| ACTIVITY |
Everything in the records below must be repeated exactly, except the pictures.

| RECORDS TO USE |
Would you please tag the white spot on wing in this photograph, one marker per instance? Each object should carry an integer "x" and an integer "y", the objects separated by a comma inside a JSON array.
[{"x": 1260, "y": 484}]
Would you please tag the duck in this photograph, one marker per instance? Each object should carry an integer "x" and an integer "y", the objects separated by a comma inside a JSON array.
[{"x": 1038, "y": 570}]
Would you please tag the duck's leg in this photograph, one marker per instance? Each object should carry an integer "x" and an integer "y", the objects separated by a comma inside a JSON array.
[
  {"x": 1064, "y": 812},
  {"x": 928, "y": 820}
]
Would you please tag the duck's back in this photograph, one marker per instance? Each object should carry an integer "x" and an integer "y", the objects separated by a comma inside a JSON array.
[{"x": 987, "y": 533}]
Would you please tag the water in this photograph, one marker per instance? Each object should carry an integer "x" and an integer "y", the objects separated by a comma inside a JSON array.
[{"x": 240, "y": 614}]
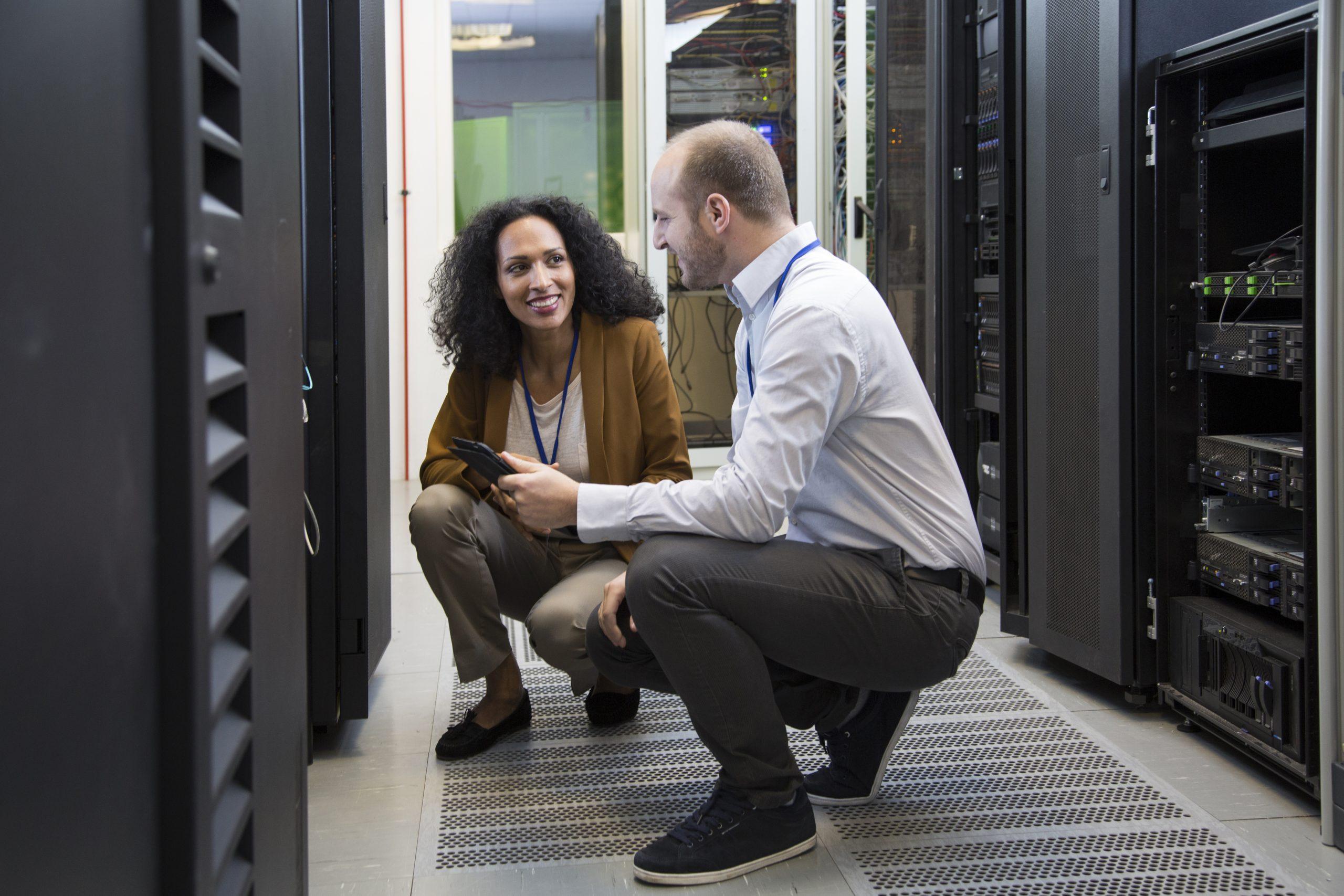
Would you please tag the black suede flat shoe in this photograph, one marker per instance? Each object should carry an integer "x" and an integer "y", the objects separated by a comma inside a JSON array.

| RESULT FOR THIS TASK |
Would you please tag the white spot on wing in this photograph, one marker per instance? Each object should carry an integer "x" and an integer "y", the objects separated by a comma inside a JSON array.
[{"x": 1260, "y": 484}]
Would you please tag the duck in this photograph, one marker per instance? Each object should carry an integer "x" and an integer "y", the objects separated by a comma inside a JSON array.
[{"x": 1038, "y": 570}]
Would you please tag the duck's leg in this photograph, one marker per instance? Each object should carry an integer "x" and an integer "y", the objects separated by a comma inside a JSON array.
[
  {"x": 1064, "y": 812},
  {"x": 928, "y": 820}
]
Would you please tag the duck's back in this photograph, one marker per instance? Each object should carry an integer "x" and an integer "y", the objects separated by a comma inside a JSON array.
[{"x": 987, "y": 533}]
Would you please tag the water in this photograph, one marker per instance? Each object should carry an integer "x" and an integer "y", the objects separated by a comma inside a JSON array.
[{"x": 240, "y": 614}]
Would you please tag the black suede flat shoe in this photograph, one marker per instance? Each object should carry an integer "x" and an integer "y", the objects separated by a comma inside a JSON array.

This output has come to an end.